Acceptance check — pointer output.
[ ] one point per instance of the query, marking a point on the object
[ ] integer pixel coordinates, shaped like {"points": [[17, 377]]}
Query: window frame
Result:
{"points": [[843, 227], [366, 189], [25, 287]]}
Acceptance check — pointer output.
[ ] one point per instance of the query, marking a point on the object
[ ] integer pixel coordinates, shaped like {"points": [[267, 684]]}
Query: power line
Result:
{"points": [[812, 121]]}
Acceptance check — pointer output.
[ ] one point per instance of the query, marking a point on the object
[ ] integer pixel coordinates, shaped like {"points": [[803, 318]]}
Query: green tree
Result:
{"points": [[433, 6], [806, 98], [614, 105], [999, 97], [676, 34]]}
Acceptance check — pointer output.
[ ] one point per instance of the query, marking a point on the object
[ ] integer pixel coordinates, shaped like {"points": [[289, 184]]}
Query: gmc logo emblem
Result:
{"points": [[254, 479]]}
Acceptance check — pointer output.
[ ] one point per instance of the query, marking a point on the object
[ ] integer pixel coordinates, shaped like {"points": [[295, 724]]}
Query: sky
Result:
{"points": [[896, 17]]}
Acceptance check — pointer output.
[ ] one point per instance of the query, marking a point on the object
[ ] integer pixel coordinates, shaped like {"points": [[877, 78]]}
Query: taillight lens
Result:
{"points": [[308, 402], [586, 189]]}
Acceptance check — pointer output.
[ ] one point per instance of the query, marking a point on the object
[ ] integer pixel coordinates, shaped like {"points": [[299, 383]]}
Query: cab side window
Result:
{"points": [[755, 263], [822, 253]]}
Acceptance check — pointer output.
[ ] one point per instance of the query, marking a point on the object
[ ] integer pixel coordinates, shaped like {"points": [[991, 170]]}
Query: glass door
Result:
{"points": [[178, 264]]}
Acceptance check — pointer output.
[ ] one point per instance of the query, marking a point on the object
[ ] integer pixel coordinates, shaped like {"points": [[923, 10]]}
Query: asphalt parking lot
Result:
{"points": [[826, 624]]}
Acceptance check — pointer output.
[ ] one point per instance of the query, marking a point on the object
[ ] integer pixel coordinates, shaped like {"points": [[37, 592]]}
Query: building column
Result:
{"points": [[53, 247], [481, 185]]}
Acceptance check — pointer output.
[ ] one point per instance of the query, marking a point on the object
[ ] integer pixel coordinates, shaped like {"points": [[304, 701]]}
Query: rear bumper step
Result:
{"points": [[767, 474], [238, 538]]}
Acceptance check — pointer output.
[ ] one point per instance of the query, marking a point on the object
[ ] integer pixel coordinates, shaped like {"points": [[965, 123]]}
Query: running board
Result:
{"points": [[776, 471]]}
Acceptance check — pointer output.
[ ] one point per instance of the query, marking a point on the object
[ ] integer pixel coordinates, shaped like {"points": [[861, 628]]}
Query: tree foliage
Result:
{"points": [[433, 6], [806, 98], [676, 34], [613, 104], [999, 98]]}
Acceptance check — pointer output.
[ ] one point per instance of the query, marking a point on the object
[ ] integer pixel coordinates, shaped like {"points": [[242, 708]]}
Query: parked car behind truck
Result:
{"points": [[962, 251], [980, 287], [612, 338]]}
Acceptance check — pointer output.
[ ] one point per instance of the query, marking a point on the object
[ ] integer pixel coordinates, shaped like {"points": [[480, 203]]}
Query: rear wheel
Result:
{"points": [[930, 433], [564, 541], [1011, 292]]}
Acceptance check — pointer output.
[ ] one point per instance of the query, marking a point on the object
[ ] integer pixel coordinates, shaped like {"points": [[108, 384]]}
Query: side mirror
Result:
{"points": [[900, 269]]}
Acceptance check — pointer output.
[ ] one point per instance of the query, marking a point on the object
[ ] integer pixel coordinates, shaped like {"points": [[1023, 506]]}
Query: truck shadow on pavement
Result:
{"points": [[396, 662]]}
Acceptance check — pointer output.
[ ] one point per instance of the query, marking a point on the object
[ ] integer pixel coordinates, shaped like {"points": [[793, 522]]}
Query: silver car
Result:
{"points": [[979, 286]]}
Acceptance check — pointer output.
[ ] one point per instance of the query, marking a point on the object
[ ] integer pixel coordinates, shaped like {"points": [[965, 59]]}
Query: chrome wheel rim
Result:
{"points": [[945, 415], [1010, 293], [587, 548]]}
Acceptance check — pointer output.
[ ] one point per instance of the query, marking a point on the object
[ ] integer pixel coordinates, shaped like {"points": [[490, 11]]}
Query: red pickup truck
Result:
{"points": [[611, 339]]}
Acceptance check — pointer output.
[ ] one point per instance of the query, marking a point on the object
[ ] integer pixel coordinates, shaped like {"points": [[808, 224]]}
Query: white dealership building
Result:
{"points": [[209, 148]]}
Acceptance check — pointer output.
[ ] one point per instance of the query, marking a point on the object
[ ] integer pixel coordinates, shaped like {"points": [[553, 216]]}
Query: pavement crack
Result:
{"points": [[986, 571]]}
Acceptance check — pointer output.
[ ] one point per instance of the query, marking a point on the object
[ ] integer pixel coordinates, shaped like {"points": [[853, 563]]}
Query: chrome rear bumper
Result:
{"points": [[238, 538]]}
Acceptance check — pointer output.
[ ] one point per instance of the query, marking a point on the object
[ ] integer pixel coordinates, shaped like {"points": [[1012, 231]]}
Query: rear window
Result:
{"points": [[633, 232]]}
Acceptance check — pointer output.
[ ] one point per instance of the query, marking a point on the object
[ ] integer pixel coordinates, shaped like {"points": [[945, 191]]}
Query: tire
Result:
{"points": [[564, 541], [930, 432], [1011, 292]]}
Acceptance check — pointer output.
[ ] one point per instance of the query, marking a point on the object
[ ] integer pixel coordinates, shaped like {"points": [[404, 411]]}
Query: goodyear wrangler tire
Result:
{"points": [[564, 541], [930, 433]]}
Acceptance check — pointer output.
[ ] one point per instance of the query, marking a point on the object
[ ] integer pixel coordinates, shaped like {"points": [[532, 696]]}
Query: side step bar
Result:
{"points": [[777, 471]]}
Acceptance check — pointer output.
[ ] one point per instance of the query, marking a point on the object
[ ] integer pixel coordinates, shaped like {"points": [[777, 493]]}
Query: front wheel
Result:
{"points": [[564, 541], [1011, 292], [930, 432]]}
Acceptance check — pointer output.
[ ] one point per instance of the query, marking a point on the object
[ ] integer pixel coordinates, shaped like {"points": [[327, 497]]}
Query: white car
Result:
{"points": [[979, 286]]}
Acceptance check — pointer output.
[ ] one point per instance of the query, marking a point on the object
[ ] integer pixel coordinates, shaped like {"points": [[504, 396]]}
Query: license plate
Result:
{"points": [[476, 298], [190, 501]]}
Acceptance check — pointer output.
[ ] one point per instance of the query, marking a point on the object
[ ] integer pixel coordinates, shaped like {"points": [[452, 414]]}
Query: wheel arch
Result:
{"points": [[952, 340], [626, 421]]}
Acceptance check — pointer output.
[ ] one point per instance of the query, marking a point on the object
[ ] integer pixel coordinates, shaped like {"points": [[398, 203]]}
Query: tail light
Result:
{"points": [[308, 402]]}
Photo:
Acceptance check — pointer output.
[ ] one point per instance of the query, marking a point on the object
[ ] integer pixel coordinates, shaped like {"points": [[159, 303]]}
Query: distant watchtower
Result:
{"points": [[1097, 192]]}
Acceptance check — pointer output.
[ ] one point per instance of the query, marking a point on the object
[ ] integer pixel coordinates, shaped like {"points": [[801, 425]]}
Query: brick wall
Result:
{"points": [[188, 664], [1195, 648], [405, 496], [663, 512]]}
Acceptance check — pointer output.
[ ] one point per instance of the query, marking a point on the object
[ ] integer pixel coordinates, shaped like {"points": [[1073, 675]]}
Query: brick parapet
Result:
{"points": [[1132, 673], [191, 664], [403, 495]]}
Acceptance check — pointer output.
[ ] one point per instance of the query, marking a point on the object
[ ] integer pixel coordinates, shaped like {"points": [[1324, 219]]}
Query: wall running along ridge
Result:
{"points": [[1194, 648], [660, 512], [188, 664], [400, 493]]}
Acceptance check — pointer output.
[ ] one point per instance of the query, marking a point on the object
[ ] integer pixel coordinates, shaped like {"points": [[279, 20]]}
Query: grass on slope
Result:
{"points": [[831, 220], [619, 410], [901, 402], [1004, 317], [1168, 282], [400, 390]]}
● ● ● ● ● ● ●
**TASK BRIEF:**
Report every line of the material above that contains the string "window", copying each such line in full.

**RESULT FOR THIS TASK:**
Query: window frame
Query: cab side window
Query: rear window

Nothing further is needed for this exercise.